REQUIREMENT A
In the post below on rewriting C# code in F#, which two methods mainly contain the first part of the code?

PASSAGE SHOWN
******
I will admit it, I got a bit upset by James McCaffrey’s column in MSDN magazine this month, “Gradient Descent Training Using C#”. While the algorithm explanations are quite good, I was disappointed by the C# sample code, and kept thinking to myself “why oh why isn’t this written in F#”. This is by no means intended as a criticism of C#; it’s a great language, but some problems are just better suited for different languages, and in this case, I couldn’t fathom why F# wasn’t used.

Long story short, I just couldn’t let it go, and thought it would be interesting to take that C# code, and do a commented rewrite in F#. I won’t even go into why the code does what it does – the article explains it quite well – but will instead purely focus on the implementation, and will try to keep it reasonably close to the original, at the expense of some additional nifty things that could be done.

The general outline of the code follows two parts:

• Create a synthetic dataset, creating random input examples, and computing the expected result using a known function,
• Use gradient descent to learn the model parameters, and compare them to the true value to check whether the method is working.

You can download the original C# code here. Today we’ll focus only on the first part, which is mainly contained in two methods, MakeAllData and MakeTrainTest:

static double[][] MakeAllData(int numFeatures, int numRows, int seed)
{
Random rnd = new Random(seed);
double[] weights = new double[numFeatures + 1]; // inc. b0
for (int i = 0; i < weights.Length; ++i)
weights[i] = 20.0 * rnd.NextDouble() - 10.0; // [-10.0 to +10.0]

double[][] result = new double[numRows][]; // allocate matrix
for (int i = 0; i < numRows; ++i)
******
REQUIREMENT B
Collect every line of the entries below that contains the word "driver".
******
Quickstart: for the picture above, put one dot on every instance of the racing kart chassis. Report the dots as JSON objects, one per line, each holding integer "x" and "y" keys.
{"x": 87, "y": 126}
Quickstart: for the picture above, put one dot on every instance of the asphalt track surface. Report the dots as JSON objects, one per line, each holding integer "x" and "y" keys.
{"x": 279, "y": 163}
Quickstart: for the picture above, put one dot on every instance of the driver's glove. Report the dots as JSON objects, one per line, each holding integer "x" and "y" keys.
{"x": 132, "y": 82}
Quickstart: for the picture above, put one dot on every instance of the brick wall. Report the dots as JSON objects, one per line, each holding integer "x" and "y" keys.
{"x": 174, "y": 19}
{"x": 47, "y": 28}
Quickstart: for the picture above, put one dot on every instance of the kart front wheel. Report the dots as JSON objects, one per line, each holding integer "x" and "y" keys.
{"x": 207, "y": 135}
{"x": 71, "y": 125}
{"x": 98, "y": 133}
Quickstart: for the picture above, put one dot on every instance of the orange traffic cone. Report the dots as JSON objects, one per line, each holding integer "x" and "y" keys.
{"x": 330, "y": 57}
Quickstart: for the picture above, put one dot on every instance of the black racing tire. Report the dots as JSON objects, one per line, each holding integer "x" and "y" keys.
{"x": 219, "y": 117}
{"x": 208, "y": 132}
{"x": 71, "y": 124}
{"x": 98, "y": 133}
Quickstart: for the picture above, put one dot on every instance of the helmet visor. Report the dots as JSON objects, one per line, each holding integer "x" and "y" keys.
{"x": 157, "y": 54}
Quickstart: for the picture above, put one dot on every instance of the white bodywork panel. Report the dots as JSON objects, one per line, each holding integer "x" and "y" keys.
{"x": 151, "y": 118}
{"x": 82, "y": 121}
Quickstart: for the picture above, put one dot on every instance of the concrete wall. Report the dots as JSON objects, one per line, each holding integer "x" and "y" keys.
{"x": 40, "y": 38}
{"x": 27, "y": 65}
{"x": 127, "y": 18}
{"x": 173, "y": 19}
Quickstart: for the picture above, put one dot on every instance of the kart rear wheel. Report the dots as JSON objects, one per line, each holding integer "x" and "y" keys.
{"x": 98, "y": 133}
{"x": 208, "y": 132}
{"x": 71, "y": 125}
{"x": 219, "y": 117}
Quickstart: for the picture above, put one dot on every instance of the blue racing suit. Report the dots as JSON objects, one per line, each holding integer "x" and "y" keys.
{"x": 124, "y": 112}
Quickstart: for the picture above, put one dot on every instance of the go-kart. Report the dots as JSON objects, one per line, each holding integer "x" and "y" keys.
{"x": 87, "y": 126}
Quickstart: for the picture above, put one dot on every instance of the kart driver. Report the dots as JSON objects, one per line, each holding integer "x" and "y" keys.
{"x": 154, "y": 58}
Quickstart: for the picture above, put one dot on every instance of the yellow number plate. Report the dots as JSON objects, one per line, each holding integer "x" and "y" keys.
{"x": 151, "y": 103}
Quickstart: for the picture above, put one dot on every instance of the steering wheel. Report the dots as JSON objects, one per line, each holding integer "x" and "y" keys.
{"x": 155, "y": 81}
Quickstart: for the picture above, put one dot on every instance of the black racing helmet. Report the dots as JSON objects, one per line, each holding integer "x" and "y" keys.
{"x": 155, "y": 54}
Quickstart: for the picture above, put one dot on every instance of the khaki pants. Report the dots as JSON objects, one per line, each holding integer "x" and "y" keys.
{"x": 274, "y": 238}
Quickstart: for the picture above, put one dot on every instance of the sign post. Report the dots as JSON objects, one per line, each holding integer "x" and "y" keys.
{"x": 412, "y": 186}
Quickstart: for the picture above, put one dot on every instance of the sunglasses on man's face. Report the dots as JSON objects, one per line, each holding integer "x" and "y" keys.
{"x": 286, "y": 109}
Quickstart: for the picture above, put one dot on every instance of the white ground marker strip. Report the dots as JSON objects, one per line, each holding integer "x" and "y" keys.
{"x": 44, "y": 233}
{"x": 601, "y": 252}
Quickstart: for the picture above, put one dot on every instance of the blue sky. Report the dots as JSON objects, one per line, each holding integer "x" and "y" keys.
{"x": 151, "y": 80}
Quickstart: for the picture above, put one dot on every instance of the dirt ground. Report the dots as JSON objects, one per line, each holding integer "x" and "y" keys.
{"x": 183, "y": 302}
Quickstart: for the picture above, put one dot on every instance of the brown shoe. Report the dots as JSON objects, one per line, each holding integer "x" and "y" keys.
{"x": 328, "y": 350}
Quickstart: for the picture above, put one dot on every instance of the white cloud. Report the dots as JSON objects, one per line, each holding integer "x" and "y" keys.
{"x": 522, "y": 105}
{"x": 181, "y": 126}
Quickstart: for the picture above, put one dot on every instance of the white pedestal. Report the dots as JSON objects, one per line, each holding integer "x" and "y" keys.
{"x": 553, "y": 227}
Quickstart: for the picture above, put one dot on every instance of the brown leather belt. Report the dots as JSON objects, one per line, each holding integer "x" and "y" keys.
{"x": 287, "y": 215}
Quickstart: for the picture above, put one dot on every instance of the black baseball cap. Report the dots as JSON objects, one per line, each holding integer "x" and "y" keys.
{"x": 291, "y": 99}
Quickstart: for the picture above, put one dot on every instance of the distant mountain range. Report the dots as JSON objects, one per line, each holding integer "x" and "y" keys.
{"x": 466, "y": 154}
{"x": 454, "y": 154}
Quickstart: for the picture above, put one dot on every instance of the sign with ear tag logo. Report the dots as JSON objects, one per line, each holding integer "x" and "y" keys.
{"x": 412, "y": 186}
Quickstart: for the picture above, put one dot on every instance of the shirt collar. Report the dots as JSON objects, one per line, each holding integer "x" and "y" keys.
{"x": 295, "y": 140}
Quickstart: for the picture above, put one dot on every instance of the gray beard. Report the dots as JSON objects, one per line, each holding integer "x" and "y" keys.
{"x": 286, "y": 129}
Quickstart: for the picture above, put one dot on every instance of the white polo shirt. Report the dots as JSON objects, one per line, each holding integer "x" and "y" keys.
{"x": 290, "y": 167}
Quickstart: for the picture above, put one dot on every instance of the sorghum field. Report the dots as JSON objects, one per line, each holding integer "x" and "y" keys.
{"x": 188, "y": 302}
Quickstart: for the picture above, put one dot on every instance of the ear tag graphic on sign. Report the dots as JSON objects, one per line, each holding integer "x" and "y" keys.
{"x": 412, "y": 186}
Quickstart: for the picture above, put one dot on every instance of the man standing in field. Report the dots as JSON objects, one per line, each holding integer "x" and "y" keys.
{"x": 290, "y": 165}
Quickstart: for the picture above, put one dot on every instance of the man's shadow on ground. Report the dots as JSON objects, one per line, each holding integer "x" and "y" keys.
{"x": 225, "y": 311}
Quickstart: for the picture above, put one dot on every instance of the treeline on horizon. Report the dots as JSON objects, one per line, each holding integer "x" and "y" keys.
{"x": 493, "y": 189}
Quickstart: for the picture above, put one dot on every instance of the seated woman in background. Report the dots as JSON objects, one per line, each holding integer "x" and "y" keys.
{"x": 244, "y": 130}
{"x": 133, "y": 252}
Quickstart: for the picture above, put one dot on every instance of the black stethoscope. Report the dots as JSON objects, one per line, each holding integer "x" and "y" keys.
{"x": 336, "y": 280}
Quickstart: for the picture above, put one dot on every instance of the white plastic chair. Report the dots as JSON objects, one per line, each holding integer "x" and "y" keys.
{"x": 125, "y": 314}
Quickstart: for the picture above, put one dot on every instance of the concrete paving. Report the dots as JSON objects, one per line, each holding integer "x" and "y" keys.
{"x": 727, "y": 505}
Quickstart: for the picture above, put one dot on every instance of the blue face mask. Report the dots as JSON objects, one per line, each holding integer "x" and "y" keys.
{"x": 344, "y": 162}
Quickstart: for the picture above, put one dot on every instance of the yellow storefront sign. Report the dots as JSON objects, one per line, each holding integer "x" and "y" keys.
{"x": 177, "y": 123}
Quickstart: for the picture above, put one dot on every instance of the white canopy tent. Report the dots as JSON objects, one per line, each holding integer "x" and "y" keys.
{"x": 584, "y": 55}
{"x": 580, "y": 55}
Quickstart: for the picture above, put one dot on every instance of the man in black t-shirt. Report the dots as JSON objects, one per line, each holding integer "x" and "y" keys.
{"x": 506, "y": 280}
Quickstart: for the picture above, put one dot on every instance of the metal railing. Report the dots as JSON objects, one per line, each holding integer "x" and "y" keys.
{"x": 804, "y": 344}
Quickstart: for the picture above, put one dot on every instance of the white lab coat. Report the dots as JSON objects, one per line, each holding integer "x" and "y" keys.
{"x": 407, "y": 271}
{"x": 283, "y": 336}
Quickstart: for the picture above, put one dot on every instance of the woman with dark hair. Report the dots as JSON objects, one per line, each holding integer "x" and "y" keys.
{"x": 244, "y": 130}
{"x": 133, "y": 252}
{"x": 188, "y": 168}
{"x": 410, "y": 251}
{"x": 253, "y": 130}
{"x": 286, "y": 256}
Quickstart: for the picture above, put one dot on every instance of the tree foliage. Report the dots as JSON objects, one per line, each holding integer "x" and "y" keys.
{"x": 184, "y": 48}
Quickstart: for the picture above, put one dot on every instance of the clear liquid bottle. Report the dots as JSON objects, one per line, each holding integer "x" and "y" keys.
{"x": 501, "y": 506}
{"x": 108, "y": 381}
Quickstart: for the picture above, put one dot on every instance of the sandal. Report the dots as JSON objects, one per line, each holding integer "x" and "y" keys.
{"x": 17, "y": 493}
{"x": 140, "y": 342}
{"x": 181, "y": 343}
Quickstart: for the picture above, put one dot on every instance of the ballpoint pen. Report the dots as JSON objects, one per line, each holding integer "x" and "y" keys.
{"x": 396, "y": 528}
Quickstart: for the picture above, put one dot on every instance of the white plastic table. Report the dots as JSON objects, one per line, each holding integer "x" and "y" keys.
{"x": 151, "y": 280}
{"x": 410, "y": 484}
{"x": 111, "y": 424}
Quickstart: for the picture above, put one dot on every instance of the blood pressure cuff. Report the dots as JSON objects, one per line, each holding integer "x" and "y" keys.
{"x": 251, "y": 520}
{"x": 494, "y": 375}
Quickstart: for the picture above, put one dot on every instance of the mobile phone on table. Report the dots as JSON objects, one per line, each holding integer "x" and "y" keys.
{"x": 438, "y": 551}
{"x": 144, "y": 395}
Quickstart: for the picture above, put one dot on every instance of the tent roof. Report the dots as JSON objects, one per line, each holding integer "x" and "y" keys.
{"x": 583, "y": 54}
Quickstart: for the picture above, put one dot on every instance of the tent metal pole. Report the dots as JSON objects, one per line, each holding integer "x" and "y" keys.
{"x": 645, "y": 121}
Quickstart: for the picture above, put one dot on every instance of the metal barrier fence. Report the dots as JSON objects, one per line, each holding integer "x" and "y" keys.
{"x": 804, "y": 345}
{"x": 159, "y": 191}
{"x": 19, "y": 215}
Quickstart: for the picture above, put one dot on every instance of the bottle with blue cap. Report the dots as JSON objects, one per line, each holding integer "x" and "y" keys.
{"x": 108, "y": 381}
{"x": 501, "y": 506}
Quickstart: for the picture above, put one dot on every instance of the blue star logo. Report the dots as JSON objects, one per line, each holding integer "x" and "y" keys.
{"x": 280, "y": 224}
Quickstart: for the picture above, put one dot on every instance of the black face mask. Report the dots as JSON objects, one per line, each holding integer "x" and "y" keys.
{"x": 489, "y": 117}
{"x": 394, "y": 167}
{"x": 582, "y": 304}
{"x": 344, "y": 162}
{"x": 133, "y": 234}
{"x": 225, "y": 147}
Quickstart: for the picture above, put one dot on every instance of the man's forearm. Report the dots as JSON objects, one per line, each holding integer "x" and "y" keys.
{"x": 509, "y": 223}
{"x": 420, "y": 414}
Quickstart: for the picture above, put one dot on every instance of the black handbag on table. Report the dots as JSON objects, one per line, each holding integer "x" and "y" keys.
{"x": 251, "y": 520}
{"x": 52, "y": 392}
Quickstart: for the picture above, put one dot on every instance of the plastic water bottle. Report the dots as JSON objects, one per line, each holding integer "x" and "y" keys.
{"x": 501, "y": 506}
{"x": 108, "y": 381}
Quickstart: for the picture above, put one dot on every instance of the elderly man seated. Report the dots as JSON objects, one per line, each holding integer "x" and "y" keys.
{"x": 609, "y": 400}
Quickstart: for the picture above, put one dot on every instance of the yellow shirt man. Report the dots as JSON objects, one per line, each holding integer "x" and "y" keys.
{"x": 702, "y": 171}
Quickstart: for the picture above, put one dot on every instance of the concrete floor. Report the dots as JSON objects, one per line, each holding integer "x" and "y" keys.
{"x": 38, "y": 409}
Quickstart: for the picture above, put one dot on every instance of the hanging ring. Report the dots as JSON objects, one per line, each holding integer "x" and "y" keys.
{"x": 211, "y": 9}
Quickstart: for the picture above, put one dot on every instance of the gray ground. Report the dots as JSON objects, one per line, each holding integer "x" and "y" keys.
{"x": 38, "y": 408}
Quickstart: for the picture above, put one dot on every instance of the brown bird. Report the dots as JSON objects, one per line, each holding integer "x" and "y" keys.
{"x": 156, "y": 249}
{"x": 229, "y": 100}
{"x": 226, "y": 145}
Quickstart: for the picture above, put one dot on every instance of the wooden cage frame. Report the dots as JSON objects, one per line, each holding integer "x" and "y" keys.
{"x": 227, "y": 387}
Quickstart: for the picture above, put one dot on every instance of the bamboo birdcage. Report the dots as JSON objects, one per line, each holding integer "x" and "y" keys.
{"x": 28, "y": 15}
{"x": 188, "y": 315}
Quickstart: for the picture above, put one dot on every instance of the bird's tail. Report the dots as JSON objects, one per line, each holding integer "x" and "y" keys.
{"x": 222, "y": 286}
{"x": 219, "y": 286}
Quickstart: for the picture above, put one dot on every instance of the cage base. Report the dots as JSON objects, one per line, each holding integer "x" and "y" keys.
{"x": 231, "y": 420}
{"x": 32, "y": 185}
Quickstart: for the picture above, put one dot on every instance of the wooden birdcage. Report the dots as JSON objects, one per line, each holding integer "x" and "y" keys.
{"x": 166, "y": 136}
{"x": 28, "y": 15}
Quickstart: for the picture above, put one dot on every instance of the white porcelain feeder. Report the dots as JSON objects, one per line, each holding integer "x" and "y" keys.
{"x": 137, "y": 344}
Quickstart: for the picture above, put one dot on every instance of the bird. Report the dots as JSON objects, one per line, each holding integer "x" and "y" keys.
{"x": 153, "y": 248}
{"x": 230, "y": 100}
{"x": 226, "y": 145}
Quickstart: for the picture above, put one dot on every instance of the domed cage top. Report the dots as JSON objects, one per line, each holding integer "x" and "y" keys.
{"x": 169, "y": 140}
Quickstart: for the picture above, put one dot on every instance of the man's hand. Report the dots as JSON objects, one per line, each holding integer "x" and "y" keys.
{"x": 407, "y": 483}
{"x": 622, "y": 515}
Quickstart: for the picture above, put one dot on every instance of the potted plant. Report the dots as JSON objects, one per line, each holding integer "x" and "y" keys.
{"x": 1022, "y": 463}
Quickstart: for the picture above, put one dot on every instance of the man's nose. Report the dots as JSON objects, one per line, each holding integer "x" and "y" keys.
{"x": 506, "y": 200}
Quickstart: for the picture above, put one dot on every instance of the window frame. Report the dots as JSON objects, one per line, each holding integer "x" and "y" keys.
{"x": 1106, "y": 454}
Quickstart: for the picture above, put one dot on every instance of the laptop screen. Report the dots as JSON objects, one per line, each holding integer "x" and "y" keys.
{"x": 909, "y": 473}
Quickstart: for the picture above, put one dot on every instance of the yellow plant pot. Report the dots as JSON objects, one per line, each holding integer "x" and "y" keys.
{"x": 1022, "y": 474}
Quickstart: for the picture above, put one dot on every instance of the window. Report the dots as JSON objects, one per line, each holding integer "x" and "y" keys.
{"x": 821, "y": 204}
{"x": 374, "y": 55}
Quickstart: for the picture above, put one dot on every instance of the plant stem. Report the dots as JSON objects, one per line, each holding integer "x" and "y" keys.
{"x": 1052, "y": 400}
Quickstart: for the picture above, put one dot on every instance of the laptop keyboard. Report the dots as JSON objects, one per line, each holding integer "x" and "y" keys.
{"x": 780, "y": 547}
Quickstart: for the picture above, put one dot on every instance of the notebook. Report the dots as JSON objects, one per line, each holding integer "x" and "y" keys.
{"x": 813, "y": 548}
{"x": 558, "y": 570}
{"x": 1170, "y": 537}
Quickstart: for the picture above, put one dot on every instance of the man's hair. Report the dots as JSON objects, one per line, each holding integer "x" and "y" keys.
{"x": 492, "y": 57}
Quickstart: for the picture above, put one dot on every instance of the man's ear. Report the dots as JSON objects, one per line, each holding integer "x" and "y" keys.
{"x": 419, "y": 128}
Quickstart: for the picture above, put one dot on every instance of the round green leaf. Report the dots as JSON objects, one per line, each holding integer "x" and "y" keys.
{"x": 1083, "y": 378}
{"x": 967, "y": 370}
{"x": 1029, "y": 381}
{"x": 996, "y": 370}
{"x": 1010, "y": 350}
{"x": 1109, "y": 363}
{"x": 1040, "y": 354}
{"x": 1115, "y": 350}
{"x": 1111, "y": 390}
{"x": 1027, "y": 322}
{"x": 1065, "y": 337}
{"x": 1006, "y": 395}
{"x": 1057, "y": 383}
******
WORKED ANSWER A
MakeAllData and MakeTrainTest.

WORKED ANSWER B
Quickstart: for the picture above, put one dot on every instance of the driver's glove. Report the dots as JSON objects, one per line, each holding integer "x" and "y" keys.
Quickstart: for the picture above, put one dot on every instance of the kart driver. Report the dots as JSON objects, one per line, each holding integer "x" and "y" keys.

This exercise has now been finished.